Text —
Question

Prove that 2^n+1 is not divisible by 31

posting this for the third time

Answer 1

@ganeshie8

Answer 2

i am closing this as this is feedback section.
but ganeshie can continue his explanation here

Answer 3

lets move to math..

Answer 4

oh lets continue here... then :)

Answer 5

oh sorry my bad

Answer 6

you want me to move this there?

Answer 7

\(\large 2^n \equiv (2^5)^{\frac{n}{5}}\)

Answer 8

we oly need to consider the case n = 5k (we can get back to this later)

Answer 9

32 leaves a remainder 1 when divided by 31

Answer 10

\(\large 2^n \equiv (2^5)^{\frac{n}{5}} \equiv 1 \mod 31\)

Answer 11

that means, 2^n + 1 leaves a remainder 2 when divided by 31

Answer 12

QED

Answer 13

32 leaves a remainder 1 when divided by 31
isn't this equal to 32mod31=1

Answer 14

yess

Answer 15

how come 2^n=1mod31=1?

Answer 16

we're considering n = 5k case

Answer 17

2^n = (32)^k = (1)^k = 1 mod 31

Answer 18

other cases are : n=5k+1, 5k+2, 5k+3, 5k+4
they just leave a non-zero multiple of remainder of n=5k case

Answer 19

let me knw if congruences dont look familiar...
we can avoid the congruences and try to discuss in simple math...

Answer 20

yeah, can't we just avoid congruences?

Answer 21

we can avoid it completely if we are okay on one thing :

1) if \(a\) leaves a remainder of \(r\) when divided by \(b\), then :
\(a^n\) leaves a remainder of \(r^n\) when divided by \(b\)

Answer 22

that observation/fact is important for the proof. i dont see any way we can avoid using it...

Answer 23

is that always true?
for example
5/3 will give a remainder of 2
5^2/3 will give a remainder of 1
Am I wrong?

Answer 24

it is always true

Answer 25

let me adjust ur example a bit :
5/3 will give a remainder of 2
5^2/3 will give a remainder of 2^2

Answer 26

\(\large 2^2 \equiv 1 \mod 3\)

Answer 27

when we talk about remainders when divided by 3,
1 = 4 = 7 = 10 ...

Answer 28

okay now I got the whole thing.

Answer 29

Really appreciate you help. Thank you for everything

Answer 30

np :)

Exercise — Put this sentence from the divisibility thread into Spanish: "32 leaves a remainder 1 when divided by 31"

Dataset section —
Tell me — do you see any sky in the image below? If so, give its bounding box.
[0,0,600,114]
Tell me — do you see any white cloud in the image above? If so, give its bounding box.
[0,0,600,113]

Written solution — 32 deja un residuo de 1 al dividirse entre 31.